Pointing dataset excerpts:
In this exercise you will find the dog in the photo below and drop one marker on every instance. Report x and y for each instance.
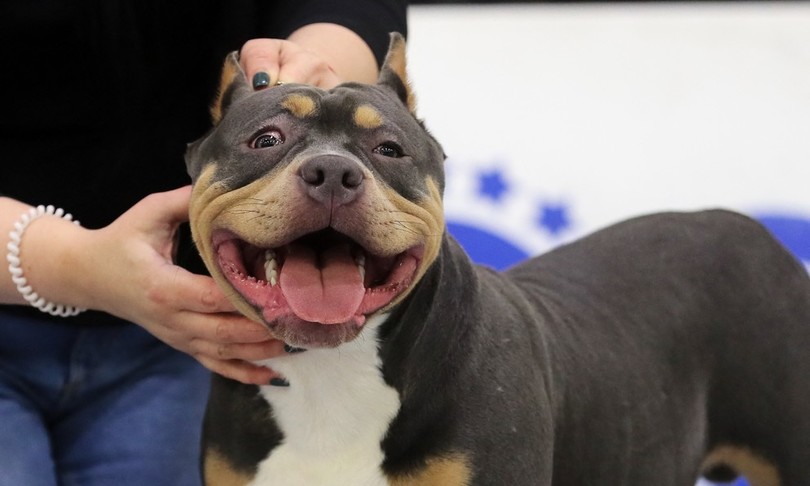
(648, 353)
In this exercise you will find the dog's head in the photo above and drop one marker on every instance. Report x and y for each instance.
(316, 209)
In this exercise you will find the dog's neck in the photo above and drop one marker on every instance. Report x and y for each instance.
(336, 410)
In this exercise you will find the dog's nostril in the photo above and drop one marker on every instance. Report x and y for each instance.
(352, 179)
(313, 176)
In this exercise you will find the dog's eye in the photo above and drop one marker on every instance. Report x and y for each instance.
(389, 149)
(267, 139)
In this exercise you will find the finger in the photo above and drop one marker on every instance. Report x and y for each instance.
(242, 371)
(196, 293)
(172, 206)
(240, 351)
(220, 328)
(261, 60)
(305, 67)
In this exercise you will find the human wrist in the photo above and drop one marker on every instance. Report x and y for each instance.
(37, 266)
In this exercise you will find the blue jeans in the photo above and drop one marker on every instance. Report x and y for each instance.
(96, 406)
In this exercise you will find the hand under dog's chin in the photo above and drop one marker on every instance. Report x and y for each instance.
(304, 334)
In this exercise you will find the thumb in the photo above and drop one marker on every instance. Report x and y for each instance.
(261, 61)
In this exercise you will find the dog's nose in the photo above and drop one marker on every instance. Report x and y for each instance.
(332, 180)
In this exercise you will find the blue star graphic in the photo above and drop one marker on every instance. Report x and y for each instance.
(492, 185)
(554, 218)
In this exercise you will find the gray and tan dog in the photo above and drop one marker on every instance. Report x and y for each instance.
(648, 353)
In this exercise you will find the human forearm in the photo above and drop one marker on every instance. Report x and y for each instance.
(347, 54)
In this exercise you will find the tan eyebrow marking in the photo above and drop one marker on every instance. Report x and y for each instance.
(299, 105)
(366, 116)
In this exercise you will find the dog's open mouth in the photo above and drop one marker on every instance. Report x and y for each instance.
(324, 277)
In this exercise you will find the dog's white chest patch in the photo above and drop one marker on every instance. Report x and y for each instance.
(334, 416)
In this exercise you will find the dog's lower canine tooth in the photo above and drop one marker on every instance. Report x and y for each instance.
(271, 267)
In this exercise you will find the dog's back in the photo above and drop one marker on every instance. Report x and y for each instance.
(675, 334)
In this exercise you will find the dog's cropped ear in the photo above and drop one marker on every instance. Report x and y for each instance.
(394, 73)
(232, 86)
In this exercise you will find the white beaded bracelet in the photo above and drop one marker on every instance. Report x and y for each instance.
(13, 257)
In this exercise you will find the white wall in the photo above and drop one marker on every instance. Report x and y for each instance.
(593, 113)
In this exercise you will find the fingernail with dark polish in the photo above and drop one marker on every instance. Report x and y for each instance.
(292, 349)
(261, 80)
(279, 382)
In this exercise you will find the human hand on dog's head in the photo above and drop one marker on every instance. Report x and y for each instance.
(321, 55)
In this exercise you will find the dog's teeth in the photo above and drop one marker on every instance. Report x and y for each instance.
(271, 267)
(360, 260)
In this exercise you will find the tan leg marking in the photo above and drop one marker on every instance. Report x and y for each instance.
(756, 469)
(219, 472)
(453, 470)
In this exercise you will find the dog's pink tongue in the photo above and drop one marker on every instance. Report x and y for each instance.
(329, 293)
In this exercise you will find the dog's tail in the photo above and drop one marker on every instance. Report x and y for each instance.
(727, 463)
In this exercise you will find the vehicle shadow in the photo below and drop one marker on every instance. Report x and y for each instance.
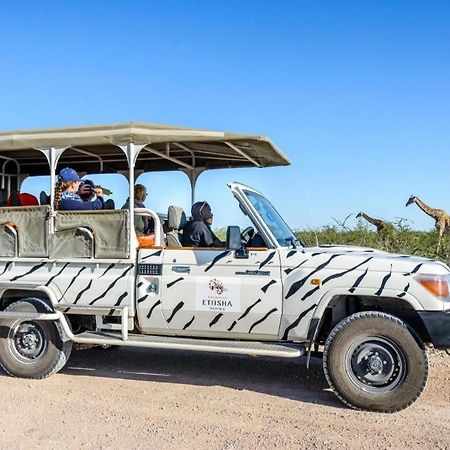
---
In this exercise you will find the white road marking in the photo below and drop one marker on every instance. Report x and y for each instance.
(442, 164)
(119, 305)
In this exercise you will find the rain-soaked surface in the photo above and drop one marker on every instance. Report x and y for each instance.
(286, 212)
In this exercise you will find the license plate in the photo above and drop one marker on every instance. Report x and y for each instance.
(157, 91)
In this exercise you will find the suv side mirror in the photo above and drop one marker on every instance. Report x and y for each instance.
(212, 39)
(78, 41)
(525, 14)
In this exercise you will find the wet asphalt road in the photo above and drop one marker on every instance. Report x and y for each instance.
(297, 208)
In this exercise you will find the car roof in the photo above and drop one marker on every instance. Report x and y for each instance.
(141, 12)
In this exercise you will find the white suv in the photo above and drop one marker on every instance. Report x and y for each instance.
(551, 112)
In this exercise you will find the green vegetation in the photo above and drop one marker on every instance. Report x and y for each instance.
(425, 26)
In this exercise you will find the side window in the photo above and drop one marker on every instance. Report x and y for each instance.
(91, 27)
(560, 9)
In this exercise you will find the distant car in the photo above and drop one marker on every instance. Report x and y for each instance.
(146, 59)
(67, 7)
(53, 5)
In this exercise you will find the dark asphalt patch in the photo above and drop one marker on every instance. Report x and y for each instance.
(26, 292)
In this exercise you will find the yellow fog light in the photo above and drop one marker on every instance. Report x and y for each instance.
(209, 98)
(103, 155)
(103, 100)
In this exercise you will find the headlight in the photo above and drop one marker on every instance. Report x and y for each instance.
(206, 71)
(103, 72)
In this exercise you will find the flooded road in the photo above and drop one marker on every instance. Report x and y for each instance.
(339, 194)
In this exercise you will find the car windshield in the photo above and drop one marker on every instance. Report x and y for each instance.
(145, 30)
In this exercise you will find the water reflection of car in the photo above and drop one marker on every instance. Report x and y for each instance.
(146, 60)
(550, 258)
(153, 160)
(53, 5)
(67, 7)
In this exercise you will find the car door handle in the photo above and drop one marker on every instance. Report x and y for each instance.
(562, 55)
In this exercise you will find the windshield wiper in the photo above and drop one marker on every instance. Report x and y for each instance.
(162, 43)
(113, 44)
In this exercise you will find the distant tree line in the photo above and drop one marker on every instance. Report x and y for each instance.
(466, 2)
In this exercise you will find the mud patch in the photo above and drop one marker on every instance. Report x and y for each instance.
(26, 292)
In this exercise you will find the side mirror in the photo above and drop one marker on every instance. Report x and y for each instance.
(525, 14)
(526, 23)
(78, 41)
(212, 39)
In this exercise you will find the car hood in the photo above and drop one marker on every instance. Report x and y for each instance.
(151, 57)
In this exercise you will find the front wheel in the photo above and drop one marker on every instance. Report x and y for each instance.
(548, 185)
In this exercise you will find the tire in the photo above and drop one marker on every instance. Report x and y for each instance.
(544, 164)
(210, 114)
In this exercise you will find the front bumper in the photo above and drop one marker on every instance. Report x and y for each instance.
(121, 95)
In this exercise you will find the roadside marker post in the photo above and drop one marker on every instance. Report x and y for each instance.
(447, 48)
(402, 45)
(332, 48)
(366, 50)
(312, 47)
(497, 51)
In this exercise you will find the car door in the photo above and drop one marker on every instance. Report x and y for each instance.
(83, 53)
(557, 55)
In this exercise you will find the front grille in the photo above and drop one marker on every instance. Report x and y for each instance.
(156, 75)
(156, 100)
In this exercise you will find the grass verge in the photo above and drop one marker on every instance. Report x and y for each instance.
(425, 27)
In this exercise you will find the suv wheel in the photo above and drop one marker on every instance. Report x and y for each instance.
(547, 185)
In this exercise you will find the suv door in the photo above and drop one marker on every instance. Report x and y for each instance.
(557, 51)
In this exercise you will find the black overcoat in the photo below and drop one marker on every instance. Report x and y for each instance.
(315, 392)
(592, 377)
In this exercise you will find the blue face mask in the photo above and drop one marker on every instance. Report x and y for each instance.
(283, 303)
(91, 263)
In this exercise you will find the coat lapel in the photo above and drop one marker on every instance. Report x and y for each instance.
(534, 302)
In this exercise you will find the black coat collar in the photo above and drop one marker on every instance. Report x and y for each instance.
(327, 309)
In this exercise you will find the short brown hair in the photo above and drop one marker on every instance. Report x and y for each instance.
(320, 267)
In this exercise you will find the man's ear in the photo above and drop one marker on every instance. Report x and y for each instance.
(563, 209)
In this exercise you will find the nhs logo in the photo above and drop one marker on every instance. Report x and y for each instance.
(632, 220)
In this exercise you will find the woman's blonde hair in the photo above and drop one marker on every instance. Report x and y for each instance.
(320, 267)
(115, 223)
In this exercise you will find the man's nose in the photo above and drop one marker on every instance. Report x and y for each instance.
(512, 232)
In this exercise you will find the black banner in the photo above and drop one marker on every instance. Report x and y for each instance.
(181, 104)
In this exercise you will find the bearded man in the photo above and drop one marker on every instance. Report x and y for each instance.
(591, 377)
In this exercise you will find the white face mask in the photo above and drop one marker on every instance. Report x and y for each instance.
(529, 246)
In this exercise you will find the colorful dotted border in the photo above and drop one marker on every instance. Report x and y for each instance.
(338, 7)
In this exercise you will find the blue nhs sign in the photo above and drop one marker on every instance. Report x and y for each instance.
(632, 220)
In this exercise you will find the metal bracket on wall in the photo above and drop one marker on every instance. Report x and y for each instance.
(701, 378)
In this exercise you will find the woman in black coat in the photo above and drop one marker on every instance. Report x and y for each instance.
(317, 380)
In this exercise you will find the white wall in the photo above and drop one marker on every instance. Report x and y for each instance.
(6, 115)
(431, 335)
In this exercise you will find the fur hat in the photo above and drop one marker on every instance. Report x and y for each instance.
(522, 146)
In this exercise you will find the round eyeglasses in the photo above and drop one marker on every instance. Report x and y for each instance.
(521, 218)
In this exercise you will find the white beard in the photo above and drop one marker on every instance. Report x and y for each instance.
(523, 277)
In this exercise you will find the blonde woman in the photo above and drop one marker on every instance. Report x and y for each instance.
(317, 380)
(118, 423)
==
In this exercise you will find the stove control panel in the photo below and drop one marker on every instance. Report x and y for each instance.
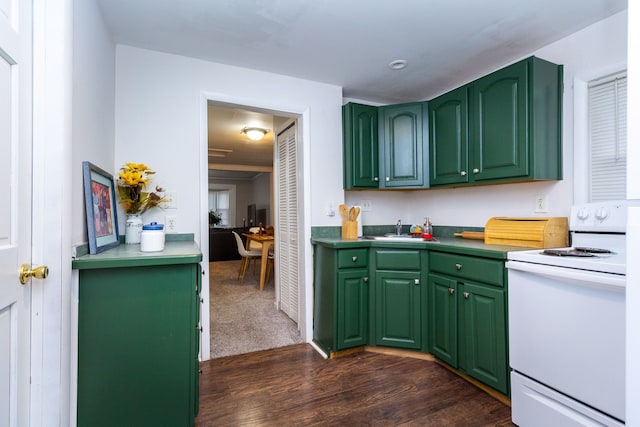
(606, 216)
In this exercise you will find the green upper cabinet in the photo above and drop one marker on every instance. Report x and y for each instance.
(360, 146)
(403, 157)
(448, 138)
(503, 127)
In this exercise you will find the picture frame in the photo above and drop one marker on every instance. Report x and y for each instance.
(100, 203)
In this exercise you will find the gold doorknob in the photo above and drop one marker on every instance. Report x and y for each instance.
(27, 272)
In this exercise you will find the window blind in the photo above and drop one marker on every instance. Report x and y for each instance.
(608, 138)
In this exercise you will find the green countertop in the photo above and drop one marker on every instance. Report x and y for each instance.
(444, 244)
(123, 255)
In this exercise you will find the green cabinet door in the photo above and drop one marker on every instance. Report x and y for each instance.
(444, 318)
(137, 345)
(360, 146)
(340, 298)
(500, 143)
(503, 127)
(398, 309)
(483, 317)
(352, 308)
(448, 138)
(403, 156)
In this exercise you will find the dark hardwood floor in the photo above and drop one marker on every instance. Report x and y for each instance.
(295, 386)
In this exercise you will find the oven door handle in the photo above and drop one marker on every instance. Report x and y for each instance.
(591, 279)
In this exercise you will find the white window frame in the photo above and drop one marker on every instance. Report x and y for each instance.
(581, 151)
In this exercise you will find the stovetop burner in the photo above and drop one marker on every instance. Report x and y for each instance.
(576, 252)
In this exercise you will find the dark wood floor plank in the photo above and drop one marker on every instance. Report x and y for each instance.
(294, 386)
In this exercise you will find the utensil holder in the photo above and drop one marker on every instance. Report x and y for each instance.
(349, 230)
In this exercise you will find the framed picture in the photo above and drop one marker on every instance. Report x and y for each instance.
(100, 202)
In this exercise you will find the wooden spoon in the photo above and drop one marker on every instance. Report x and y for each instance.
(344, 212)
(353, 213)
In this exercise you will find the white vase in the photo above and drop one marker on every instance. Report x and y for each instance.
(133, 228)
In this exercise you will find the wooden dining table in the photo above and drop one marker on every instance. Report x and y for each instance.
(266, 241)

## GIVEN EXERCISE
Locate every line in the listing above that contains the word "front" and copy each of those lines. Matching is case-sensitive.

## CORRECT OUTPUT
In this exercise you will find the front wheel in the photo above and drop one marker on every instance. Report x and y for each instance.
In this exercise you will find the front bumper in the photo above and drop one marker on every instance. Report x and y for each instance.
In this exercise you will find the front grille in the photo above and drop one marker on every instance. Report x and y for each instance.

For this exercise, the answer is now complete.